| WRITTEN PROBLEM |
Can you reproduce the passage below on design thinking and ambiguous problems word for word, from its first sentence to its last?

| GIVEN TEXT |
[START]

Linear thinking is helpful when there is enough data to boost the accuracy of predictions and with problems that are easier to define. But when it comes to more complex situations, radical change, and ambiguous problems, you need to consider a fresh perspective outside current scoping.
"You cannot solve a problem with the same mind that created it." Albert Einstein
Product teams use design thinking methodology to innovate, discover, and refine products quickly and effectively, combining logic and intuition. The process typically compensates for the unknown through thorough testing and validation, so products are not launched based on empty assumptions.
However, there is a limit to what the methodology can do. While it can be effective when the problem statement is clearly defined, most of the time, the reality is ambiguous and complex, making it hard for a clear picture to settle. The unfamiliar and uncharted territories can freeze exploration and keep even the most creative teams from discovering opportunities beyond the visible horizon.
The UK Design Council is a big proponent of adopting a systemic view to deliver meaningful change and positive social and environmental impact. The proposed shift from "discover" to "explore" can be a significant step in recognizing the need to travel into the unknown to connect deeply with what is happening or is yet to happen. It also recognizes the benefits of staying a little longer with the problem to better understand what is at stake.

[END]

| RECORD SET |
[START]

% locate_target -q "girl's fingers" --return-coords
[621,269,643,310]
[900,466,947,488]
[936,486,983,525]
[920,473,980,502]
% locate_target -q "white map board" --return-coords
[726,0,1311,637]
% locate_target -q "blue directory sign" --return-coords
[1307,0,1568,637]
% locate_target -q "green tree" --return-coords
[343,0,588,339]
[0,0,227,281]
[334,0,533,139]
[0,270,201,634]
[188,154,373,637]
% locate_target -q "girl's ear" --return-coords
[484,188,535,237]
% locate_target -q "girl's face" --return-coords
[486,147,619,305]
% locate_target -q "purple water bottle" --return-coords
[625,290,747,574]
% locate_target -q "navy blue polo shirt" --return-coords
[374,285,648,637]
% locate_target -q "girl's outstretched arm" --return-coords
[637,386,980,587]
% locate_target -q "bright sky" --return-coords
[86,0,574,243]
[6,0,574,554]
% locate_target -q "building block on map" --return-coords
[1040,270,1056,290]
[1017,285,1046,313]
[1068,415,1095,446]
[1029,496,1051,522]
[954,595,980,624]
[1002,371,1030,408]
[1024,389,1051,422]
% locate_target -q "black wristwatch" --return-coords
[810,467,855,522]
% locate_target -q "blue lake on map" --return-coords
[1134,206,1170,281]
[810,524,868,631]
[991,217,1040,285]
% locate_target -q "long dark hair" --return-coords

[END]

| RESULT |
Linear thinking is helpful when there is enough data to boost the accuracy of predictions and with problems that are easier to define. But when it comes to more complex situations, radical change, and ambiguous problems, you need to consider a fresh perspective outside current scoping.
"You cannot solve a problem with the same mind that created it." Albert Einstein
Product teams use design thinking methodology to innovate, discover, and refine products quickly and effectively, combining logic and intuition. The process typically compensates for the unknown through thorough testing and validation, so products are not launched based on empty assumptions.
However, there is a limit to what the methodology can do. While it can be effective when the problem statement is clearly defined, most of the time, the reality is ambiguous and complex, making it hard for a clear picture to settle. The unfamiliar and uncharted territories can freeze exploration and keep even the most creative teams from discovering opportunities beyond the visible horizon.
The UK Design Council is a big proponent of adopting a systemic view to deliver meaningful change and positive social and environmental impact. The proposed shift from "discover" to "explore" can be a significant step in recognizing the need to travel into the unknown to connect deeply with what is happening or is yet to happen. It also recognizes the benefits of staying a little longer with the problem to better understand what is at stake.